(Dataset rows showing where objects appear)
begin
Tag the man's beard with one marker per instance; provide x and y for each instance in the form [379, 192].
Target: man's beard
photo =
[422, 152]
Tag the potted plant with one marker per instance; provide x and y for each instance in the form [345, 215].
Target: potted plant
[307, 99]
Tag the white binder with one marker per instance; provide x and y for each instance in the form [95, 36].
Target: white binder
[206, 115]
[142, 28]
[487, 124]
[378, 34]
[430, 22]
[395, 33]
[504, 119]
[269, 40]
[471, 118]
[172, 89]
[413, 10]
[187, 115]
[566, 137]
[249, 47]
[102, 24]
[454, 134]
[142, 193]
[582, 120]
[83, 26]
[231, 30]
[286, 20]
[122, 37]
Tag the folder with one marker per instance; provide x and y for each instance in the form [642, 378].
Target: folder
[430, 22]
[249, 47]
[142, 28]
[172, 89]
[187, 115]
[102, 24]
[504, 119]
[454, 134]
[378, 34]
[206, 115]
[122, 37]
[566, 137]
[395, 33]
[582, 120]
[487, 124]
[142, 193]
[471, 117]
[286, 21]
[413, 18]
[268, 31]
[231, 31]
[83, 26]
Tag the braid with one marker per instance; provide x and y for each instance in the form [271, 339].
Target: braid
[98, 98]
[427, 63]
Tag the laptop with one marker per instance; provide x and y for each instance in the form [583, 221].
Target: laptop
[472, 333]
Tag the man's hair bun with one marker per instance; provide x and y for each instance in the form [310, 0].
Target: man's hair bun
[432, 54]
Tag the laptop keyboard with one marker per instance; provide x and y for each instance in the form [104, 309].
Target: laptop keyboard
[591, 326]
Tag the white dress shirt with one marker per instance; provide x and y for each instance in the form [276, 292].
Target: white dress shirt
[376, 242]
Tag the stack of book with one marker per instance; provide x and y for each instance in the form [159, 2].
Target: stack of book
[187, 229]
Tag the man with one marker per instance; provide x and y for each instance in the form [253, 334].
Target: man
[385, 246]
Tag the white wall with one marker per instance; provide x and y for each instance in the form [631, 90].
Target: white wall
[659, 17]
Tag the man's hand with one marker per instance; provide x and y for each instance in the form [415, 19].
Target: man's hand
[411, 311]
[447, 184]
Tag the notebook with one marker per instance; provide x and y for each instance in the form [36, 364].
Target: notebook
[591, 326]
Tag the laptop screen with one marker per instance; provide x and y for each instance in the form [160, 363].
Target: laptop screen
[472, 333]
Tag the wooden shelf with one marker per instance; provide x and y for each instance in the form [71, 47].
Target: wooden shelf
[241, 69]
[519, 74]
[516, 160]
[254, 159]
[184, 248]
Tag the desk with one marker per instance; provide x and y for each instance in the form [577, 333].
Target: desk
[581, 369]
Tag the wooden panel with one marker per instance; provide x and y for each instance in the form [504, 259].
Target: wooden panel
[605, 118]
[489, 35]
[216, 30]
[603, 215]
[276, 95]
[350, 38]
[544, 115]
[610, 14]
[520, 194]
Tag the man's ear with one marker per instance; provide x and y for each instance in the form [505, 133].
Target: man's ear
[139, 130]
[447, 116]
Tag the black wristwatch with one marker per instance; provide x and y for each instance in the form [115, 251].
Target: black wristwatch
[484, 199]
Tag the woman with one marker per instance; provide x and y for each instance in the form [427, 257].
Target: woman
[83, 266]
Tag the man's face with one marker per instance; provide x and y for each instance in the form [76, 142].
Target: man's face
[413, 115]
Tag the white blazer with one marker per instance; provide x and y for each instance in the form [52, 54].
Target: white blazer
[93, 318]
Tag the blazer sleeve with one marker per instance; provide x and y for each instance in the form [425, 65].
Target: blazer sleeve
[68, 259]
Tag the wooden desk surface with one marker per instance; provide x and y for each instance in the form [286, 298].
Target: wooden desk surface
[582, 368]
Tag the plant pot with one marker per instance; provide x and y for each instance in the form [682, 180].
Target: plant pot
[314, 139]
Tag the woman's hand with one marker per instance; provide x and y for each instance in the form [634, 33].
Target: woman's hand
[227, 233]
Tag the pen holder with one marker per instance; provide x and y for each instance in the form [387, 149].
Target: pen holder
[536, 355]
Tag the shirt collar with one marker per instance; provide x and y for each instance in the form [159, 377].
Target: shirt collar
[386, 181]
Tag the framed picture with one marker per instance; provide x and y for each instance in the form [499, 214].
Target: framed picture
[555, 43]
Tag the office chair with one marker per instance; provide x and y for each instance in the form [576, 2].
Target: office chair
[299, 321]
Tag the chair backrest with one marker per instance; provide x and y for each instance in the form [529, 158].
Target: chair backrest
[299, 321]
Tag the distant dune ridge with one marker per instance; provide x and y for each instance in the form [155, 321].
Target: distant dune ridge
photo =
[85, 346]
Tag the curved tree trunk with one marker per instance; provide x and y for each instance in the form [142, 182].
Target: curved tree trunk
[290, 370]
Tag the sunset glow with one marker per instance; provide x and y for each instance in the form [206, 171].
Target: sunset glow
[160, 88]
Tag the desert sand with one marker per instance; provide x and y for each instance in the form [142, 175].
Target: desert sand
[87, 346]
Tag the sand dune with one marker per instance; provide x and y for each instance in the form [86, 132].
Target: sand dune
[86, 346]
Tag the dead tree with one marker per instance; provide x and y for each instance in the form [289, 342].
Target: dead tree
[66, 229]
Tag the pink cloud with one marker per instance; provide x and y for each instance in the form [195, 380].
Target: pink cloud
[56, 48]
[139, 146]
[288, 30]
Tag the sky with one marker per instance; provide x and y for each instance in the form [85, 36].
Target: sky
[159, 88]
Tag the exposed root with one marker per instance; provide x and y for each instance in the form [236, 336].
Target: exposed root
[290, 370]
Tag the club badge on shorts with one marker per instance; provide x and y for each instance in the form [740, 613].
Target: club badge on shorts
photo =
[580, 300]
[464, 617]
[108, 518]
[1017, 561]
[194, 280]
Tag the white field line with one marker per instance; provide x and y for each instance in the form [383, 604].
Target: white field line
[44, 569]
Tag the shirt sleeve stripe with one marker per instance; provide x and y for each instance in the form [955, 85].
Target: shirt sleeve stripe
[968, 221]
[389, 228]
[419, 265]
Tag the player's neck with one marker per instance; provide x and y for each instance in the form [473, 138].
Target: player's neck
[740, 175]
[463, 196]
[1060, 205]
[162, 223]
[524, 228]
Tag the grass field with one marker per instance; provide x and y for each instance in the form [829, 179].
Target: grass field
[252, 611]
end
• [Task to complete] Please copy the entire listing above word for word, keeping every line in its original order.

• [Response for this exercise]
Tag the man's beard with one marker per instance; provide x and y for each instance in the form [379, 192].
Target: man's beard
photo =
[422, 152]
Tag the potted plant with one marker per instance; provide x and y for each instance in the form [345, 215].
Target: potted plant
[307, 99]
Tag the white binder with one marker per instance; provide x and y for each instance in the form [95, 36].
Target: white binder
[206, 115]
[142, 28]
[487, 124]
[378, 34]
[430, 22]
[395, 33]
[504, 119]
[269, 40]
[471, 118]
[172, 89]
[413, 10]
[187, 115]
[566, 137]
[249, 47]
[102, 24]
[454, 134]
[142, 193]
[582, 120]
[83, 26]
[231, 30]
[286, 20]
[122, 37]
Tag the folder with one marker per instance; provide x and y for each instance in the form [642, 378].
Target: folder
[430, 22]
[249, 47]
[142, 28]
[172, 89]
[187, 115]
[102, 24]
[504, 119]
[454, 134]
[378, 34]
[206, 115]
[122, 37]
[566, 137]
[395, 33]
[582, 120]
[487, 124]
[142, 193]
[471, 117]
[286, 21]
[413, 18]
[268, 31]
[231, 31]
[83, 26]
Tag the braid with one marker per instance; provide x and y for each instance in the form [271, 339].
Target: braid
[98, 98]
[427, 63]
Tag the laptop with one marker per instance; provide x and y for each instance in the form [583, 221].
Target: laptop
[472, 333]
Tag the man's hair bun with one marker per instance; provide x and y for each instance in the form [310, 0].
Target: man's hair bun
[432, 54]
Tag the laptop keyboard with one marker per instance; provide x and y for each instance in the form [104, 309].
Target: laptop keyboard
[591, 326]
Tag the white dress shirt with one marker per instance; provide x and y for each instance in the form [276, 292].
Target: white dress shirt
[376, 242]
Tag the stack of book with one marker per instance; provide x and y for each instance in the form [159, 2].
Target: stack of book
[187, 229]
Tag the man with one marker per instance; provide x and y for each instance in the form [253, 334].
Target: man
[385, 246]
Tag the white wall with one marker per instance; provide x and y for each instance in the form [631, 90].
Target: white wall
[659, 17]
Tag the man's hand with one marker per instance; provide x and y for each instance in the form [415, 19].
Target: man's hand
[411, 311]
[447, 184]
Tag the notebook with one marker per instance; provide x and y for each instance in the form [36, 364].
Target: notebook
[591, 326]
Tag the laptop screen with one marker per instance; provide x and y for each instance in the form [160, 363].
Target: laptop screen
[472, 333]
Tag the wooden shelf with one marker per instance; provide x and y for each instance in the form [71, 47].
Target: wooden shelf
[241, 69]
[519, 74]
[516, 160]
[254, 159]
[184, 248]
Tag the desk with one marker per instance; provide x and y for each instance in the form [577, 333].
Target: desk
[581, 369]
Tag the wooden panel with one marker per instance; provide x and y for each instance in the form [504, 259].
Target: wooden panel
[605, 118]
[489, 35]
[216, 30]
[603, 215]
[276, 95]
[350, 38]
[544, 115]
[610, 14]
[520, 194]
Tag the man's ear with one marker per instance; provide x and y for each instance in the form [505, 133].
Target: man's ear
[139, 130]
[447, 116]
Tag the black wristwatch with one marker per instance; provide x and y for each instance in the form [115, 251].
Target: black wristwatch
[484, 199]
Tag the woman with one marker per instance; provide x and y for each instance in the form [427, 257].
Target: woman
[83, 266]
Tag the man's face with one marker per instance; provide x and y for each instance in the form [76, 142].
Target: man's face
[413, 115]
Tag the white blazer with one marker per instance; provide x and y for each instance in the form [52, 54].
Target: white blazer
[93, 318]
Tag the blazer sleeve with one marker per instance; provide x and y for each instance in the form [425, 65].
Target: blazer sleeve
[68, 259]
Tag the wooden desk surface with one marker per instance; provide x and y for each instance in the form [286, 298].
Target: wooden desk surface
[582, 368]
Tag the plant pot with one marker per instance; provide x and y for each instance in the form [682, 180].
Target: plant pot
[314, 139]
Tag the woman's hand with one marker per instance; provide x and y for each instance in the form [634, 33].
Target: woman's hand
[227, 233]
Tag the pen holder with one marker per instance; provide x and y for each instance in the form [387, 149].
Target: pen holder
[536, 355]
Tag the shirt collar with one marker per instance; provide x and y for each instance in the form [159, 377].
Target: shirt collar
[386, 181]
Tag the framed picture with one marker per instance; provide x and y for each instance in the form [499, 214].
Target: framed picture
[555, 43]
Tag the office chair with one marker per instance; provide x and y for each instance in the form [576, 2].
Target: office chair
[299, 321]
Tag the chair backrest with one marker per instance; provide x and y for each instance in the form [529, 158].
Target: chair backrest
[299, 321]
Tag the distant dune ridge with one marker per instance; provide x and y for each instance in the form [155, 321].
Target: distant dune ridge
photo =
[85, 346]
Tag the curved tree trunk with one marker per instance; provide x and y for each instance in the form [142, 182].
Target: curved tree trunk
[290, 370]
Tag the sunset glow with one marker per instance; provide x and y for each instance in the form [206, 171].
Target: sunset glow
[160, 88]
Tag the desert sand with one marker per instance; provide x and y for each instance in the form [142, 175].
Target: desert sand
[87, 346]
Tag the sand dune with one marker per instance; provide x and y for each instance in the form [86, 132].
Target: sand dune
[86, 346]
Tag the dead tree with one marker per instance; provide x and y for each instance in the form [289, 342].
Target: dead tree
[66, 229]
Tag the pink cloud with one marker per instance; provide x and y for each instance in the form [195, 380].
Target: pink cloud
[56, 48]
[139, 146]
[288, 30]
Tag the sky with one marker per instance; provide x and y for each instance in the form [85, 36].
Target: sky
[159, 88]
Tag the exposed root with one marker per instance; provide x and y for each instance in the form [236, 336].
Target: exposed root
[290, 370]
Tag the club badge on shorts with one marker per instance; provide x and y for each instance in the form [740, 613].
Target: club badge on shorts
photo =
[580, 300]
[464, 617]
[108, 518]
[1017, 561]
[194, 280]
Tag the white field line with one marker per instance; provide x and y for each instance in the form [383, 604].
Target: white field line
[44, 569]
Tag the shirt sleeve stripe with one marker per instance; provide x and y for each instance in the form [955, 85].
Target: shirt sleeve stripe
[968, 221]
[389, 228]
[419, 265]
Tag the player's neck with one marker per instance; provide x and y for each instance in the form [473, 138].
Target: player's neck
[740, 175]
[463, 196]
[1060, 205]
[162, 223]
[524, 228]
Tag the grass field with one marker per instance; provide x and y for each instance in the form [829, 179].
Target: grass field
[252, 611]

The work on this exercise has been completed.